[A sequence of records]

+ + +

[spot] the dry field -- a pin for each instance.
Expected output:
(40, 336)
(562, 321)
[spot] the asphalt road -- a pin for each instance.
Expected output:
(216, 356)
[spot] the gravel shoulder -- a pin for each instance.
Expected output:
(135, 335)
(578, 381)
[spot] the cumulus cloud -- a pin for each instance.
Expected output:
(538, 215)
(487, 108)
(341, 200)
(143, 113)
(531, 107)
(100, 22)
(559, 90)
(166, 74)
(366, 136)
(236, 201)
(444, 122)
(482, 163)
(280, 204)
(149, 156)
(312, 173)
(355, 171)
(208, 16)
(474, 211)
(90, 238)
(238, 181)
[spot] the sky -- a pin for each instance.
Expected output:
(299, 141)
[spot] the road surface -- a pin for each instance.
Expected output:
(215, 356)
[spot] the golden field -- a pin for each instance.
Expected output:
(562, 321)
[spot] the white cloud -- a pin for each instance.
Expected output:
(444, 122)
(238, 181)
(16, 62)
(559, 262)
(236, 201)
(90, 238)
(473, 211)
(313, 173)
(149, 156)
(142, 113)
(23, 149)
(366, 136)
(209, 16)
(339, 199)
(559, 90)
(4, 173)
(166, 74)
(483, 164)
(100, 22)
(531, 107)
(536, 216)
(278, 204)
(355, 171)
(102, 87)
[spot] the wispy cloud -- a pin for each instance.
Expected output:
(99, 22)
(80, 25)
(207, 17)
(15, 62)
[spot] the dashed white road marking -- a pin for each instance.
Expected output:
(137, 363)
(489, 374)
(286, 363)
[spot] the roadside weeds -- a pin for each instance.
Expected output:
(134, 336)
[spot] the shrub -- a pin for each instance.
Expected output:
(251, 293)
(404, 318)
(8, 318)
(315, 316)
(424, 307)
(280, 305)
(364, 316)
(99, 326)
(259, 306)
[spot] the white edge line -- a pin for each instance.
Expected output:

+ + +

Your task:
Convert the lines above into a JSON list of strings, with one string for each line and any blank lines omitted.

Expected answer:
[
  "[spot] the dry field -- a pin for each instance.",
  "Expected output:",
  "(40, 336)",
  "(562, 321)",
  "[spot] the asphalt road -- a pin for each instance.",
  "Expected output:",
  "(216, 356)",
  "[spot] the gravel shoulder -- a pin for each instance.",
  "Expected output:",
  "(135, 335)",
  "(578, 381)",
  "[spot] the cumulus cloud -- a pin for each instance.",
  "Expected output:",
  "(538, 215)",
  "(487, 108)",
  "(341, 200)",
  "(143, 113)",
  "(531, 107)",
  "(100, 22)",
  "(559, 90)",
  "(166, 74)",
  "(366, 136)",
  "(236, 201)",
  "(444, 122)",
  "(482, 163)",
  "(280, 204)",
  "(149, 156)",
  "(312, 173)",
  "(355, 171)",
  "(208, 16)",
  "(474, 211)",
  "(90, 238)",
  "(238, 181)",
  "[spot] the sky -- a pin for each instance.",
  "Expected output:",
  "(299, 141)",
  "[spot] the road surface -- a pin for each instance.",
  "Expected output:",
  "(215, 356)",
  "[spot] the golden field -- a pin for each instance.",
  "Expected output:",
  "(562, 321)",
  "[spot] the white cloud -- a pin for each instance.",
  "Expected output:",
  "(444, 122)",
  "(238, 181)",
  "(16, 62)",
  "(559, 262)",
  "(236, 201)",
  "(90, 238)",
  "(473, 211)",
  "(313, 173)",
  "(149, 156)",
  "(142, 113)",
  "(23, 149)",
  "(366, 136)",
  "(209, 16)",
  "(339, 199)",
  "(559, 90)",
  "(4, 173)",
  "(166, 74)",
  "(483, 164)",
  "(100, 22)",
  "(531, 107)",
  "(536, 216)",
  "(278, 204)",
  "(355, 171)",
  "(102, 87)",
  "[spot] the wispy cloud -- a pin for each instance.",
  "Expected output:",
  "(99, 22)",
  "(80, 25)",
  "(207, 17)",
  "(15, 62)",
  "[spot] the dashed white road marking -- a pin for each instance.",
  "Expected output:",
  "(137, 363)",
  "(489, 374)",
  "(286, 363)",
  "[spot] the roadside weeds -- a pin for each instance.",
  "Expected output:",
  "(134, 336)",
  "[spot] the shrub -- a pin for each instance.",
  "Expected output:",
  "(251, 293)",
  "(404, 318)",
  "(8, 318)",
  "(315, 316)",
  "(424, 307)",
  "(280, 305)",
  "(364, 316)",
  "(99, 326)",
  "(259, 306)",
  "[spot] the white edge line -- a pin for each instance.",
  "Expected output:"
]